Objective: Reproduce exactly the lines from the one containing "Q: Find one point on every instance of the classic" through the last line of the data, both ends included.

Given entries:
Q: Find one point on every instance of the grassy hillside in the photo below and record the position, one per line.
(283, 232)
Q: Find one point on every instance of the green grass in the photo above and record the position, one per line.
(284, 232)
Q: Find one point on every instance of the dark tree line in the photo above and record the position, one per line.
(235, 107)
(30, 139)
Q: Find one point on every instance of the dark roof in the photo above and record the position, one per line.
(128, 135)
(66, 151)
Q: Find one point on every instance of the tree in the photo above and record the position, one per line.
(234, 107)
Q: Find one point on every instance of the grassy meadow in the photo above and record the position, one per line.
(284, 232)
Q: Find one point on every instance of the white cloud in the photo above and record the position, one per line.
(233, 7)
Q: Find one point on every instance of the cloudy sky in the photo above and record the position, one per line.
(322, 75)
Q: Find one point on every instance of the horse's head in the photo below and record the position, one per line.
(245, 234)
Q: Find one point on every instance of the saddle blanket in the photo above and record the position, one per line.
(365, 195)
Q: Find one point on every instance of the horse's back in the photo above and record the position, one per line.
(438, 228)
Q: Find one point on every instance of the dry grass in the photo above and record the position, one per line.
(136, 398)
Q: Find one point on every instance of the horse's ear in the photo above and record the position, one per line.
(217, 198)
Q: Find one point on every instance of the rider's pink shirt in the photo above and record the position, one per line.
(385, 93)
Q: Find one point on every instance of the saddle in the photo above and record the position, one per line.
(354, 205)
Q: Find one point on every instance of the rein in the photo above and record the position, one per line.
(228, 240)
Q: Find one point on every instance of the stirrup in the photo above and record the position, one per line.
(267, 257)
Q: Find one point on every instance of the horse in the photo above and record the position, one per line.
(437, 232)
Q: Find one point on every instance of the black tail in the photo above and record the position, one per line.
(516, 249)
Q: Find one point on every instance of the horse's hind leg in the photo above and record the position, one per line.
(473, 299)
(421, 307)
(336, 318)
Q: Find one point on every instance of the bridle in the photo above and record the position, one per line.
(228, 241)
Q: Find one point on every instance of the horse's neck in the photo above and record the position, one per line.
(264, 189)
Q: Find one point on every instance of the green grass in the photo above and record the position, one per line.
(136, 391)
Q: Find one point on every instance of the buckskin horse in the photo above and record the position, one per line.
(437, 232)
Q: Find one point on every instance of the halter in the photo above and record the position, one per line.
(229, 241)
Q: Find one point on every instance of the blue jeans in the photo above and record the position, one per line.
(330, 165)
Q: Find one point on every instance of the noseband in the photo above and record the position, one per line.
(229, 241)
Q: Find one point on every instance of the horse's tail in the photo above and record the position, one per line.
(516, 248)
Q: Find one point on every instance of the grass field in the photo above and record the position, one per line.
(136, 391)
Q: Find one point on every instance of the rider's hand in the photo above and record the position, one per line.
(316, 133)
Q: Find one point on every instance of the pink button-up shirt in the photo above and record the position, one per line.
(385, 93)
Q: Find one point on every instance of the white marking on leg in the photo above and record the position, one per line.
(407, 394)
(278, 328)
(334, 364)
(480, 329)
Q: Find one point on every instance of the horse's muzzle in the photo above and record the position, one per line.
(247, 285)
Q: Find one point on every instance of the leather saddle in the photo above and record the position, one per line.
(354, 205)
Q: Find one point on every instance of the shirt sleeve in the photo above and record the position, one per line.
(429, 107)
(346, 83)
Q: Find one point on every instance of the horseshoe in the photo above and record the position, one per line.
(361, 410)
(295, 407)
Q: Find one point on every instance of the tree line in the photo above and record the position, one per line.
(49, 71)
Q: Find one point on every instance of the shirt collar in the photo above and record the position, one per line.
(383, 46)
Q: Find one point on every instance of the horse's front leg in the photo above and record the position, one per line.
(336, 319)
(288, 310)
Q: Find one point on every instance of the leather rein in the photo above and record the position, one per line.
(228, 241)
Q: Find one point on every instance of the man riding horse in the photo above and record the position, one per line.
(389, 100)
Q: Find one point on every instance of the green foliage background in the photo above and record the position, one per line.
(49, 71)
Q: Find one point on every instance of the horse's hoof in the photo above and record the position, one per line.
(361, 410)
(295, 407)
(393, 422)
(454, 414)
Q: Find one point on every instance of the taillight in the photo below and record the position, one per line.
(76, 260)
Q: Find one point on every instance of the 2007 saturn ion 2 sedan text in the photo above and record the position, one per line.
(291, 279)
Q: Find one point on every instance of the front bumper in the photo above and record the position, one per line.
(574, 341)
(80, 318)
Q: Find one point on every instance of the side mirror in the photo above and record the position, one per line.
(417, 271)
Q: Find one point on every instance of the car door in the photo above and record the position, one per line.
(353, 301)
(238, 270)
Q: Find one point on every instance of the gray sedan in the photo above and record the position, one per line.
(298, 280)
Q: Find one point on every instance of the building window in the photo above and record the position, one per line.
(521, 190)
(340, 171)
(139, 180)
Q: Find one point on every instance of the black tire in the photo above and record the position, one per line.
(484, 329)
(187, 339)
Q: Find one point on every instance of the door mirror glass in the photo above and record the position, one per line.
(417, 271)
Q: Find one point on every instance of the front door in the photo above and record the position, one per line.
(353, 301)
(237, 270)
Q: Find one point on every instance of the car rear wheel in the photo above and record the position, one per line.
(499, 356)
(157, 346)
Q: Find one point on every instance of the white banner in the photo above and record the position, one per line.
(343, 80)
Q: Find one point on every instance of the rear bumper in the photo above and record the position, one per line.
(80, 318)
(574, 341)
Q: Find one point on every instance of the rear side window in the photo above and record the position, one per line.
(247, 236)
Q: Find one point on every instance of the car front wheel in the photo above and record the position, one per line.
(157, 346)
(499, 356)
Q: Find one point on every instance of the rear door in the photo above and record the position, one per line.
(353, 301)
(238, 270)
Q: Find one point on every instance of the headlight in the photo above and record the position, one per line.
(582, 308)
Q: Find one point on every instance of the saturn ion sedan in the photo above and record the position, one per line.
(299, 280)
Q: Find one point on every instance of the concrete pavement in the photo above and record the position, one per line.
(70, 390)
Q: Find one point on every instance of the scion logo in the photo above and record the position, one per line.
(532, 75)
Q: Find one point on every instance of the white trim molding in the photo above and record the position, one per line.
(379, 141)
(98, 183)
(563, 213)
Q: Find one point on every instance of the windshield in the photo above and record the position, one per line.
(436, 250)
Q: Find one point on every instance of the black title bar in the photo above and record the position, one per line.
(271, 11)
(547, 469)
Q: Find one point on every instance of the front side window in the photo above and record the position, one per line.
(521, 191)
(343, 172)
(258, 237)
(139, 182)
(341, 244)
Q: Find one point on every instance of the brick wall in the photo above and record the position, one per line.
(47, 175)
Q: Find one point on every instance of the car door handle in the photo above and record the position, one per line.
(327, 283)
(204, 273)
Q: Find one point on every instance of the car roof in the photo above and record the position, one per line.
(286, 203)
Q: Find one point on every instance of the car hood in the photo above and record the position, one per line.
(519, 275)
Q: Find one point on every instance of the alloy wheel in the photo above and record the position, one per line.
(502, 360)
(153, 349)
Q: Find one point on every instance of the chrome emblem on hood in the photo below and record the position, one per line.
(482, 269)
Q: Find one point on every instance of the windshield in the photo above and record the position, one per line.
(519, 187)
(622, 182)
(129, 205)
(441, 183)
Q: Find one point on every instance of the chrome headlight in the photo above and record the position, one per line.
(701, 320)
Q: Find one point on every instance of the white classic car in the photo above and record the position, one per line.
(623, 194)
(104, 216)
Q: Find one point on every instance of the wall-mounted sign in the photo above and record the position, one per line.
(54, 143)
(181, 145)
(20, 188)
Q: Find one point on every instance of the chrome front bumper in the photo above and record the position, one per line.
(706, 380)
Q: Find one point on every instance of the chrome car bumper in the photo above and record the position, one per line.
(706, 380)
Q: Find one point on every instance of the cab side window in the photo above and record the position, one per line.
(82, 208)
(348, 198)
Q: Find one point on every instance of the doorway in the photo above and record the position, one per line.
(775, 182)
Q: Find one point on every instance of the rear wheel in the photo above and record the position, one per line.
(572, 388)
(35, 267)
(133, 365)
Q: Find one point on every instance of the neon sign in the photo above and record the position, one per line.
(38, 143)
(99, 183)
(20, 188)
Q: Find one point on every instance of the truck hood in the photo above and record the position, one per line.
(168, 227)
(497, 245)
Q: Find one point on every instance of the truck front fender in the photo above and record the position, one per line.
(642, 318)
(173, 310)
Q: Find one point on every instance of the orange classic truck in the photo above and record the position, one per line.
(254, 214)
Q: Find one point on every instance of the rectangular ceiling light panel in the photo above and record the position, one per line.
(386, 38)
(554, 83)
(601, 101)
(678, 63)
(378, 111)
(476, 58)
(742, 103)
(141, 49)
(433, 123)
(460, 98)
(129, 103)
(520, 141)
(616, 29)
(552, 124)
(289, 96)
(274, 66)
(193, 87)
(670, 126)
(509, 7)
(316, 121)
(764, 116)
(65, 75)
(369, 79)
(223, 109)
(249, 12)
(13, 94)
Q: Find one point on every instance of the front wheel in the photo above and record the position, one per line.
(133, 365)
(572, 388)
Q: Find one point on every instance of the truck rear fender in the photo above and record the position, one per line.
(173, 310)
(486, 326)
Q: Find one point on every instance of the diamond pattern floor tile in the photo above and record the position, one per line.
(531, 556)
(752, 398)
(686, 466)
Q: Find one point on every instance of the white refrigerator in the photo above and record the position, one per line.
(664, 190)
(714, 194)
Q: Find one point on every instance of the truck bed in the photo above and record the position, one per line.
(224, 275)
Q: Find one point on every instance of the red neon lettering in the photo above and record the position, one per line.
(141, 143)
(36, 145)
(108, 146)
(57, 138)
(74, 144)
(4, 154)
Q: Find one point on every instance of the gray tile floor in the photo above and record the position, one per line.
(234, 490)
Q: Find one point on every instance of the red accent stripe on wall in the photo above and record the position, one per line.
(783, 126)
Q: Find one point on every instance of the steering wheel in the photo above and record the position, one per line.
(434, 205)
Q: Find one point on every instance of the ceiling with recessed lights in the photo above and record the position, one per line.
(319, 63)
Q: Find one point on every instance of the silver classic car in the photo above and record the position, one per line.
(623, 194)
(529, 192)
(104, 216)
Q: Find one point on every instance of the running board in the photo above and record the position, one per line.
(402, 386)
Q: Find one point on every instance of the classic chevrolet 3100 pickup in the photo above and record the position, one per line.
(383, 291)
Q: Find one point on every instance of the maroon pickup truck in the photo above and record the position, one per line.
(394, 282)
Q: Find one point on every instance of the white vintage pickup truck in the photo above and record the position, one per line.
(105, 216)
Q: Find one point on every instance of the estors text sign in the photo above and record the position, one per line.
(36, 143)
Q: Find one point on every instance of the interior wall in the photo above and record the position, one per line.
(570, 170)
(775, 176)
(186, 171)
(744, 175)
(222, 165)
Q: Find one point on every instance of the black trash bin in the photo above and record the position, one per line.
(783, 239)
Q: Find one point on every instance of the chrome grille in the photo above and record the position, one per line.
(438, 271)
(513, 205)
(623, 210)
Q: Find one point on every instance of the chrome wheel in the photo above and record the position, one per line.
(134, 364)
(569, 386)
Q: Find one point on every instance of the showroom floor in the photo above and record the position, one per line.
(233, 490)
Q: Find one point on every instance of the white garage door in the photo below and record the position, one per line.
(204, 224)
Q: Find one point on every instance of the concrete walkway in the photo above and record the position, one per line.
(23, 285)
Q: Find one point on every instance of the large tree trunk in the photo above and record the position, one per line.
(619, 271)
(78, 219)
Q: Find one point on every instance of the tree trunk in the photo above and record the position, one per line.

Answer to this exercise:
Q: Find one point on every instance of the classic chevrolet 3100 pickup in the photo above and record the position, one per line.
(383, 291)
Q: Find one point on every instance of the maroon pickup truck in the photo above and record the position, one per line.
(394, 282)
Q: Find one point on every instance of the white vintage pickup truck in the photo above and record the position, one per line.
(105, 216)
Q: Find one point on every instance of the estors text sign in the photo above and record the position, one per line.
(36, 143)
Q: Find one point on every instance of the interior wall in the photo above and record the position, one per line.
(570, 170)
(775, 176)
(186, 171)
(744, 175)
(222, 165)
Q: Find one point on every instance of the black trash bin in the photo above and record the position, one per line.
(783, 239)
Q: Find one point on every instance of the chrome grille in the photo above and record the position, one per line.
(438, 271)
(513, 205)
(623, 210)
Q: Find one point on every instance of the chrome wheel in the photo above and record the position, one per line.
(134, 364)
(569, 386)
Q: Find one point on every instance of the showroom floor in the photo above and record the position, one per line.
(233, 490)
Q: Find one point on every instance of the white garage door in the photo below and record the position, one per line.
(204, 224)
Q: Find one point on every instance of the concrete walkway in the photo above and record the position, one per line.
(23, 285)
Q: Find one point on every instance of the large tree trunk in the photo above and record the position, one per line.
(619, 271)
(78, 219)
Q: Find one point on every instance of the tree trunk in the photo above and record the position, one per line.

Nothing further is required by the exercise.